EXERCISE INSTRUCTIONS » Retype, word for word, each line between the lines holding "Target: harbor crane" and "Mark one point on every instance of the waterfront", inclusive, and leave the rest of the data alone.

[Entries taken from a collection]

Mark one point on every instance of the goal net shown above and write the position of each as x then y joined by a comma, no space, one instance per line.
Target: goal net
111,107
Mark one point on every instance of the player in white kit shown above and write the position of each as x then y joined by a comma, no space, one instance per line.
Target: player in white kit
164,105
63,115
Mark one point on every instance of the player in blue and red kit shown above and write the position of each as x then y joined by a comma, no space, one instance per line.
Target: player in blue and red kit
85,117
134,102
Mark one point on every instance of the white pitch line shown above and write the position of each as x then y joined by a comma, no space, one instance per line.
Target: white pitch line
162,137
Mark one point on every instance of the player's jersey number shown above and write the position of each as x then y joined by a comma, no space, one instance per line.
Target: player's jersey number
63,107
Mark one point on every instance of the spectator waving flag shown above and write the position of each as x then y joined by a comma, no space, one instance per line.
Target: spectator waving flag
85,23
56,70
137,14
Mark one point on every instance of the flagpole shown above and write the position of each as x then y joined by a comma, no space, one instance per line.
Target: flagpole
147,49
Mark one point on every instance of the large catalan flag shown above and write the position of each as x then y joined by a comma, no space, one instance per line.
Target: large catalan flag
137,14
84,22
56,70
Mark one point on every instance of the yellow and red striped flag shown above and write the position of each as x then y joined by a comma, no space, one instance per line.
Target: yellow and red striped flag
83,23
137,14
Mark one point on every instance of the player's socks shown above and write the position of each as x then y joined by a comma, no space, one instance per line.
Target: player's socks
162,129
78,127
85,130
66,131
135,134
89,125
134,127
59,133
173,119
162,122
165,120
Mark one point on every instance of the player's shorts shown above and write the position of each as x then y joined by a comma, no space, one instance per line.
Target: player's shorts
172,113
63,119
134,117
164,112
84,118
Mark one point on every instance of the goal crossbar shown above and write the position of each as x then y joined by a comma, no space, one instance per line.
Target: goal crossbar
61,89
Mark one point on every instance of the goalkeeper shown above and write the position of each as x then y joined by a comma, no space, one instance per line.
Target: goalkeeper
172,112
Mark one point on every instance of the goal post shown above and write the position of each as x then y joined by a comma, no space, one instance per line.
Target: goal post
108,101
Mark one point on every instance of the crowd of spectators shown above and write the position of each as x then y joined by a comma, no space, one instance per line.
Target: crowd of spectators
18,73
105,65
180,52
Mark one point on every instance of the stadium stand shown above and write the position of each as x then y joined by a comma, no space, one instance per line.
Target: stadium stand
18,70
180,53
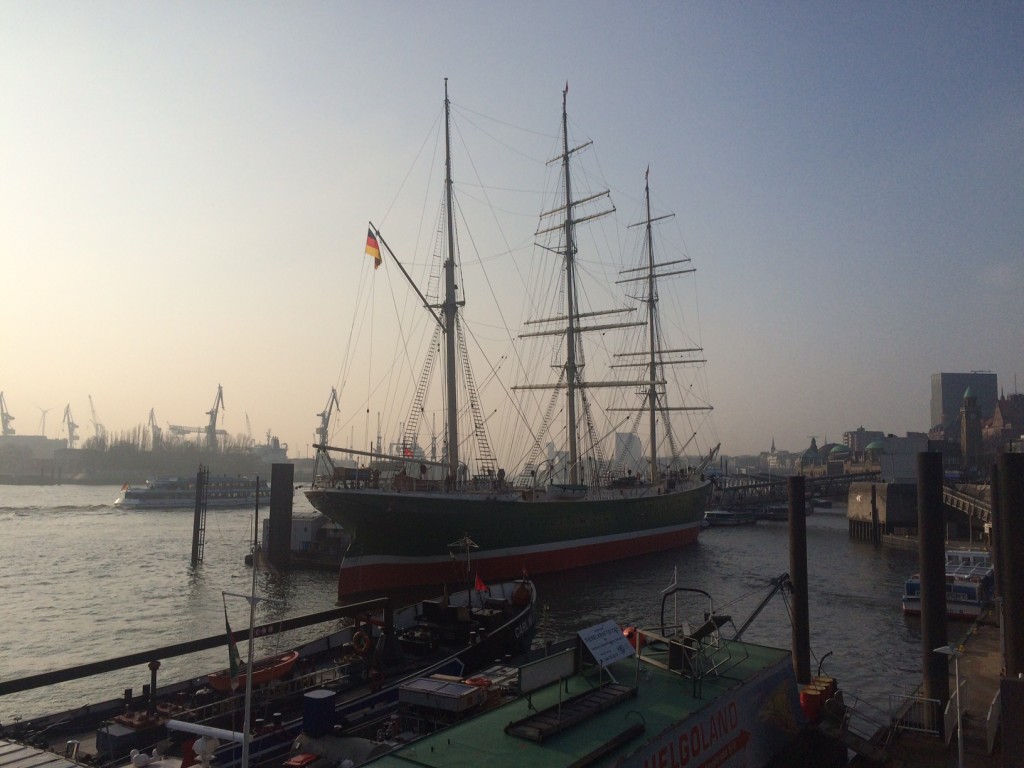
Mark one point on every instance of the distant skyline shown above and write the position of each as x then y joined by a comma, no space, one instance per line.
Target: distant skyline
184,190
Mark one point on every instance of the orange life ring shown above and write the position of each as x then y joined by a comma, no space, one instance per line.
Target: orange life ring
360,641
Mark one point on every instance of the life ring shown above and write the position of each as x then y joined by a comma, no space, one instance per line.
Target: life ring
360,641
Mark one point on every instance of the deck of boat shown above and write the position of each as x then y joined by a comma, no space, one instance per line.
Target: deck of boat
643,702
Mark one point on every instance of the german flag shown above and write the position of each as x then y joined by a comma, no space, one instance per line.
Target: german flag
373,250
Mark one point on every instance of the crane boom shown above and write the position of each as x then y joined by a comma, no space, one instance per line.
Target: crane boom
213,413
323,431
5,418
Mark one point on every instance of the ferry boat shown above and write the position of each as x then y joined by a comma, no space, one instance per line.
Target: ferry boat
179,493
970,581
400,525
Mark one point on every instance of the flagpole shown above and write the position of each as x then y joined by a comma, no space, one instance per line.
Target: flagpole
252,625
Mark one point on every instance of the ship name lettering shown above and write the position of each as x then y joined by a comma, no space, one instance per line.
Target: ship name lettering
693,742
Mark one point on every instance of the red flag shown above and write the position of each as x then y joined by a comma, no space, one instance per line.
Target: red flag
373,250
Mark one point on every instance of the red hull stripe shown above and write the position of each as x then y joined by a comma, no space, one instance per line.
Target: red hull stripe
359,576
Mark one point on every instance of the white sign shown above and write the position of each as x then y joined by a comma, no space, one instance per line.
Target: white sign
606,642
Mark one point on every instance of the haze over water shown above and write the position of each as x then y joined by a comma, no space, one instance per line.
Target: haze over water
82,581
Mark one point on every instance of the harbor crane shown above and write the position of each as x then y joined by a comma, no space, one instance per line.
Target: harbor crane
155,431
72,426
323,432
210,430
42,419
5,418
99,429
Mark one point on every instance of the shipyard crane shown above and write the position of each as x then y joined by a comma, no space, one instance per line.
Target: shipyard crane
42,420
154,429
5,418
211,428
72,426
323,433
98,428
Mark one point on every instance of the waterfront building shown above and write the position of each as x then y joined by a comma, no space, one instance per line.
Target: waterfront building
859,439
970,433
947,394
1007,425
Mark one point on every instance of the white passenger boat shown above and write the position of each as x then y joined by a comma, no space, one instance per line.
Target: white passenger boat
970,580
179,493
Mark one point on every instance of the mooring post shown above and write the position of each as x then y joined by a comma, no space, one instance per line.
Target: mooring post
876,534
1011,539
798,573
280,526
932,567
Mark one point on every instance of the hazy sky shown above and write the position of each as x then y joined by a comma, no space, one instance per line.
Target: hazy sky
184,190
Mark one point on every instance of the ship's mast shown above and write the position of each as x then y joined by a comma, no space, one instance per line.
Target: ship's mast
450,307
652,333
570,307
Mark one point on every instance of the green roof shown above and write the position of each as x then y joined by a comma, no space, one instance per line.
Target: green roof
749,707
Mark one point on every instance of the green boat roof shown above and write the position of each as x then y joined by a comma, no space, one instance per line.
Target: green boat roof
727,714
--
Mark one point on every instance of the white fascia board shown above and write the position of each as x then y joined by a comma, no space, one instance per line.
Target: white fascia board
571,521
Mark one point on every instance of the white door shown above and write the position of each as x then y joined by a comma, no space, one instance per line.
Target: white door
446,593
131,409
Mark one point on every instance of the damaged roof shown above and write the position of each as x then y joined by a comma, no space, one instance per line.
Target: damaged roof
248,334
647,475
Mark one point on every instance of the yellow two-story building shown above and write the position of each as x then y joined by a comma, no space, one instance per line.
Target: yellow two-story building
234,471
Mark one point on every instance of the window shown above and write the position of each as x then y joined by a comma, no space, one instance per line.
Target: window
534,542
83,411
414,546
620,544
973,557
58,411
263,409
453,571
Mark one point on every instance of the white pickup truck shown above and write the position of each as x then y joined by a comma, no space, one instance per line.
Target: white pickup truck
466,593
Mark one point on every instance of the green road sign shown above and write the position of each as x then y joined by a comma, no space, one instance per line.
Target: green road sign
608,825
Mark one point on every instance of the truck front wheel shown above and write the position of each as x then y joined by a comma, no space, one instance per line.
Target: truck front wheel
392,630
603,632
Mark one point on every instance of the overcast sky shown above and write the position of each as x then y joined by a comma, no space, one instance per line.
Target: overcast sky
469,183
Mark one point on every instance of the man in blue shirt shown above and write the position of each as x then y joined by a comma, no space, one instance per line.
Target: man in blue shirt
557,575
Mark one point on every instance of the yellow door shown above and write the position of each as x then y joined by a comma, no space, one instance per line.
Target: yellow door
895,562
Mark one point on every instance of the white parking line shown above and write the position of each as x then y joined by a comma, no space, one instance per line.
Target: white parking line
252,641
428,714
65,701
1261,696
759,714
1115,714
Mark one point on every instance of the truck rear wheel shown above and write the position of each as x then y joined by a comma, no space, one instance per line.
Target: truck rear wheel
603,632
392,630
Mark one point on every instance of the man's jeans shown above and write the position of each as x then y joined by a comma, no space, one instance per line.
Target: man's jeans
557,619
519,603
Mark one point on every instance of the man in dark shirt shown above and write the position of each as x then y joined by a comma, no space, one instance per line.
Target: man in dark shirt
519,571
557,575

SOLUTION TO THIS EXERCISE »
Target: harbor crane
155,431
72,426
323,432
210,430
42,419
5,418
99,429
Mark one point on every instance of the shipyard crane shown above and write the position of each as x then y joined by a comma, no space, one instance per line.
Target: shipyard crane
42,420
154,429
5,418
211,428
72,426
323,433
98,428
Mark one point on every instance of the waterfront building shown above and write the position of each as x then y joined by a comma, no space, one instance per line.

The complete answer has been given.